To better visualize excitation-induced band shape variations, we attempted an internal normalization procedure. The VIS Raman spectrum (514 nm excitation line) was taken as a reference and we subtracted it from the corresponding UV Raman spectra, after rescaling the spectra on the low-wavenumber tail. The rescaling factor was set to obtain the minimum area non-negative difference spectra (DS), as exemplified in Fig. 3. The method is formally analogous to that used to extract the so-called solute-correlated (SC) spectra in aqueous solutions.29,30 The method here proposed is based on the idea that with respect to the VIS Raman spectrum, the overall intensity increases when the excitation wavelength is lowered. Additionally, it considers that the enhancement is relatively greater for the weakly H-bonded components. Thus, the DS highlight the spectral distribution that is more affected by the pre-resonance and can be used for comparative purposes.
The resulting DS (Fig. 3) are peaked at around 3500 cm−1 and 2500 cm−1 for H2O and D2O, respectively, indicating that the Raman cross-section of the OH/OD groups involved in distorted and broken H-bonds is preferentially enhanced. For both samples the relative enhancement (inset of Fig. 3) increases by lowering the excitation wavelength. We remark that, based on the proposed analysis, the relative changes are always larger for D2O. Since the lowest energy UV absorption band of water blue-shifts moving from H2O to D2O,9,10 the greater effect observed for D2O might be related to changes in vibrational features induced by the isotopic substitution.
Taken together, the data on H2O and D2O support the idea that the occurrence of a specific pre-resonance effect, where weakly H-bonded OHs experience a larger intensity increase, is a general phenomenon.

▶ **Task details**
Using the Raman spectroscopy text, answer:
1. Which excitation line gave the VIS Raman spectrum used as the reference?
2. Near what wavenumber are the difference spectra peaked for D2O?
3. For which sample are the relative changes always larger?

▶ **Data extract**
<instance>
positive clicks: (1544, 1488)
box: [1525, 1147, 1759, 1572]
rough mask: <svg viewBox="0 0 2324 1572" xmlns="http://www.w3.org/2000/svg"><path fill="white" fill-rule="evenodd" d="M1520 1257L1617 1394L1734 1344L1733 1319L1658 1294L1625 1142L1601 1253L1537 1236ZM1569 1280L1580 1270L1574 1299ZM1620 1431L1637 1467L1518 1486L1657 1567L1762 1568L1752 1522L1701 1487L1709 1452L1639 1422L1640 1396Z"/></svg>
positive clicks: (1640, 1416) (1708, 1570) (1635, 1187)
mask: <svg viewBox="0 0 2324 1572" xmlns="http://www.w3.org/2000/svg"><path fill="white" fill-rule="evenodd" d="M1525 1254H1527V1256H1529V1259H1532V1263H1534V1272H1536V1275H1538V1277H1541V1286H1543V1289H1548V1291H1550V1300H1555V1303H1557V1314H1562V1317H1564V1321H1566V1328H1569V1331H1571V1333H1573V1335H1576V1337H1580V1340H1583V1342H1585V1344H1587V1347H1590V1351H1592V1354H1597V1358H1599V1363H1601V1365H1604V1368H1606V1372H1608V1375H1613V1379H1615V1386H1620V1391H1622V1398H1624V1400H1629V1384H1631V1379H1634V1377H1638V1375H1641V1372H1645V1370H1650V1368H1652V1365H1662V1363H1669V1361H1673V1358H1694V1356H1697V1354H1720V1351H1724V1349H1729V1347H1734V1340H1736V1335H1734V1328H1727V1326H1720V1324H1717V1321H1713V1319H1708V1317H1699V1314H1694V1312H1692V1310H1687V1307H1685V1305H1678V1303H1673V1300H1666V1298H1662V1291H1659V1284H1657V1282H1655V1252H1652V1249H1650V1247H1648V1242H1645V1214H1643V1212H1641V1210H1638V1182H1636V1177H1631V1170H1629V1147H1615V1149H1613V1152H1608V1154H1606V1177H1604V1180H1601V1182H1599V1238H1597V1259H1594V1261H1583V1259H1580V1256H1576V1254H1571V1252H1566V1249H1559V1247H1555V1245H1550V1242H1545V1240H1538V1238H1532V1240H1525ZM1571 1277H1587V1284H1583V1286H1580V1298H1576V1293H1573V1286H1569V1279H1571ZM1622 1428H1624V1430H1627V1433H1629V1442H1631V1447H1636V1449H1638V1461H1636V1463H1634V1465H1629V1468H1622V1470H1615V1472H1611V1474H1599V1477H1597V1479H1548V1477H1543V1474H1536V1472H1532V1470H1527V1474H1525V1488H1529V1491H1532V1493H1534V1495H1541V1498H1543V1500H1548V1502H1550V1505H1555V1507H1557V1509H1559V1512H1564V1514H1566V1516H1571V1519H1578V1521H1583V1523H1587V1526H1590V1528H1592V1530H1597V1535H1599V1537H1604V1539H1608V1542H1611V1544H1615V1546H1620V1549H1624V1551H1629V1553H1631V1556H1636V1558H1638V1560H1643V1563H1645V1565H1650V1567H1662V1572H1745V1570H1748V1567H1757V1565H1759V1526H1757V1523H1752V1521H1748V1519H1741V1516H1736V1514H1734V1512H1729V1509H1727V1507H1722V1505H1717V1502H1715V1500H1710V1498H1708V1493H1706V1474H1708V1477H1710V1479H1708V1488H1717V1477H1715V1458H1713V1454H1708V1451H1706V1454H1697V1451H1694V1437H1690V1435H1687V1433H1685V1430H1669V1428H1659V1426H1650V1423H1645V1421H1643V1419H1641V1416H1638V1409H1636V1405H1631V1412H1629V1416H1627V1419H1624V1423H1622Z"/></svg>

▶ **The answer**
1. The 514 nm line.
2. Around 2500 cm−1.
3. D2O.